* [Task item]: From the entries, copy each line that includes "cutting".

Records supplied below:

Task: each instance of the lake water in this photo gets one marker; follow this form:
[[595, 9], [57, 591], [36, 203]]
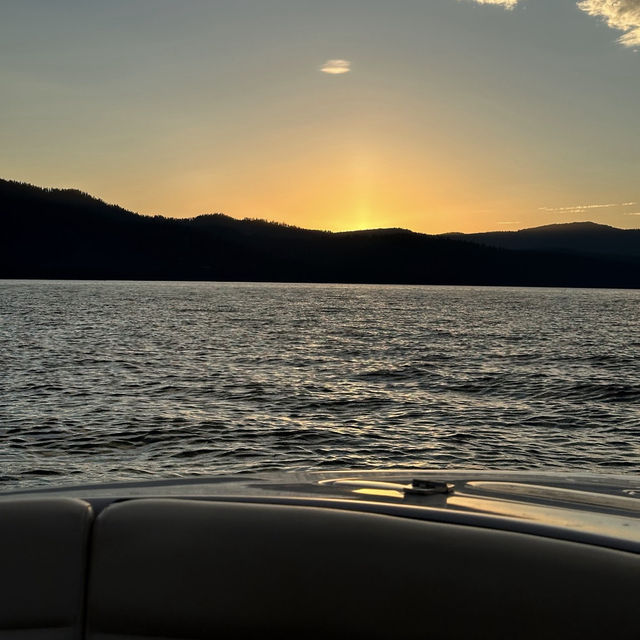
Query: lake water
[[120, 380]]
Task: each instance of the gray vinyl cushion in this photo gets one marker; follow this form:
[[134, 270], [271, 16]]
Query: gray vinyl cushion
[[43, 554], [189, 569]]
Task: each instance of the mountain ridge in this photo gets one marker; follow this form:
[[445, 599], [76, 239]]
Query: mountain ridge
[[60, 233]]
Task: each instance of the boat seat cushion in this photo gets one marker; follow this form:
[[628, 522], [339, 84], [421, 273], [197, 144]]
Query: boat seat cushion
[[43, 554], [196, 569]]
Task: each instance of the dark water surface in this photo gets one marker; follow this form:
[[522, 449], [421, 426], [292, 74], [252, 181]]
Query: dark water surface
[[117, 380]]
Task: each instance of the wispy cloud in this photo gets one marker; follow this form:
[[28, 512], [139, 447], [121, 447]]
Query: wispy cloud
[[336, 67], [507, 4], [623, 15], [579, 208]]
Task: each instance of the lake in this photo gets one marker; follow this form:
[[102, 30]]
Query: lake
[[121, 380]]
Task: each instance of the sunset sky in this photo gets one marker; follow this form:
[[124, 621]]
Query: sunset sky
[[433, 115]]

End of Records supplied.
Records supplied below:

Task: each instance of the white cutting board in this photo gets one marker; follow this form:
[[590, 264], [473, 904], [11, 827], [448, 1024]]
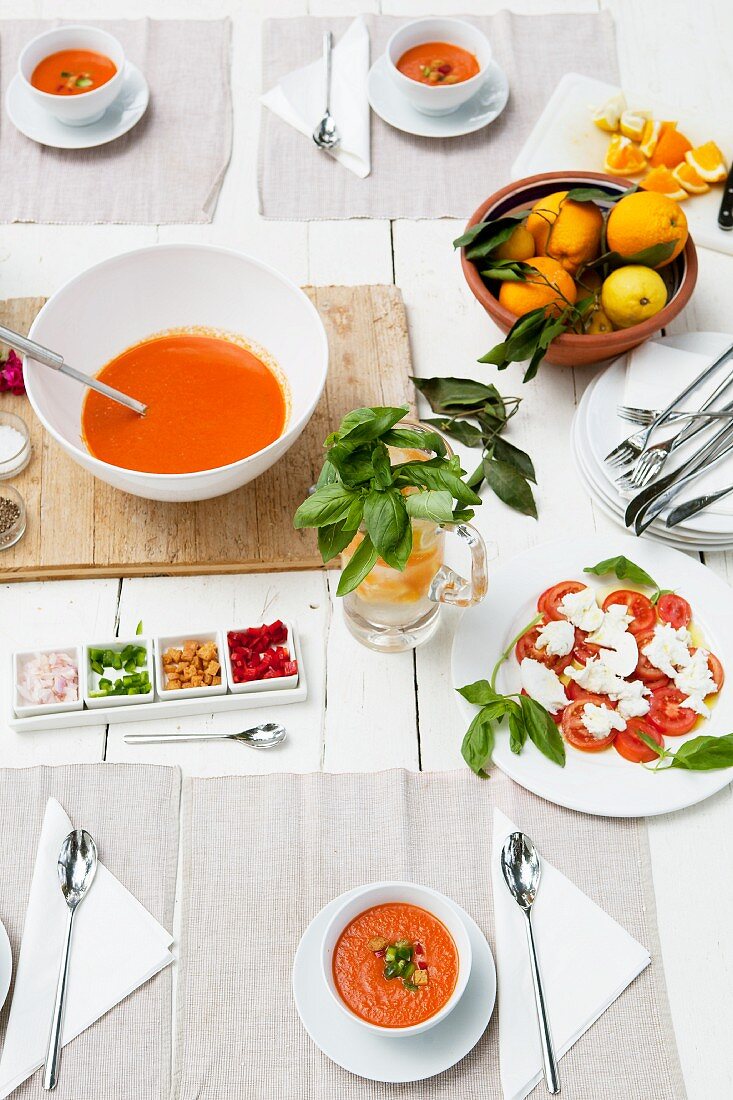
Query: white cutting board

End of Records supplied.
Records supplied below:

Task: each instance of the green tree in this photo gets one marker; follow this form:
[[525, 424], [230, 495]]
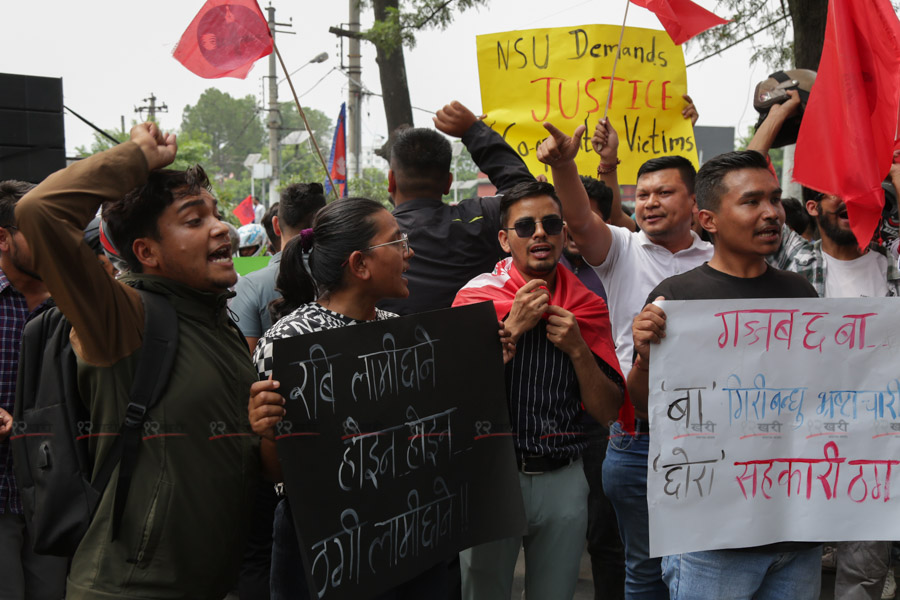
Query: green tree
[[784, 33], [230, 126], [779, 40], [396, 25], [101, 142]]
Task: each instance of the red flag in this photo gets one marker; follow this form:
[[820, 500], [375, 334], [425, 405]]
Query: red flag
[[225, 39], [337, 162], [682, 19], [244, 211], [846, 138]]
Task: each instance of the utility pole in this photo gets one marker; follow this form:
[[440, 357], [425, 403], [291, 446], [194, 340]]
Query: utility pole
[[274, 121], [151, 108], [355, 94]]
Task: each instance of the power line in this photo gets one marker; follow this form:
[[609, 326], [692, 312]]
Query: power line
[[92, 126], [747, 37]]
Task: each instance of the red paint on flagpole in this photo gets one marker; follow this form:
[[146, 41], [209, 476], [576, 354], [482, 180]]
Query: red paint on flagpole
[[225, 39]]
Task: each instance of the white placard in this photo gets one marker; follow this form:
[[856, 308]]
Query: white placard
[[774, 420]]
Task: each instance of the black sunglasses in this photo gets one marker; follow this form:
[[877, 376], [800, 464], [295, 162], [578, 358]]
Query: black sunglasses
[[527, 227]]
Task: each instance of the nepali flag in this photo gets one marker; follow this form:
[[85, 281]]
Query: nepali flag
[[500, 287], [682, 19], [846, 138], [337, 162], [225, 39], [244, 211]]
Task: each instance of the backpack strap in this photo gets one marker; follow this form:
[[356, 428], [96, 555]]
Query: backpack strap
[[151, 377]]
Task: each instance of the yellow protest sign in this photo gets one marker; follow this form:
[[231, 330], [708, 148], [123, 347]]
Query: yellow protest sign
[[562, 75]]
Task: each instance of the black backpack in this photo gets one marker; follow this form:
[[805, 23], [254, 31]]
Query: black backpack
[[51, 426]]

End of Records supplied.

* [Problem solution]:
Task: each instance of the white cutting board in this photo gets one marker; follow this form:
Query: white cutting board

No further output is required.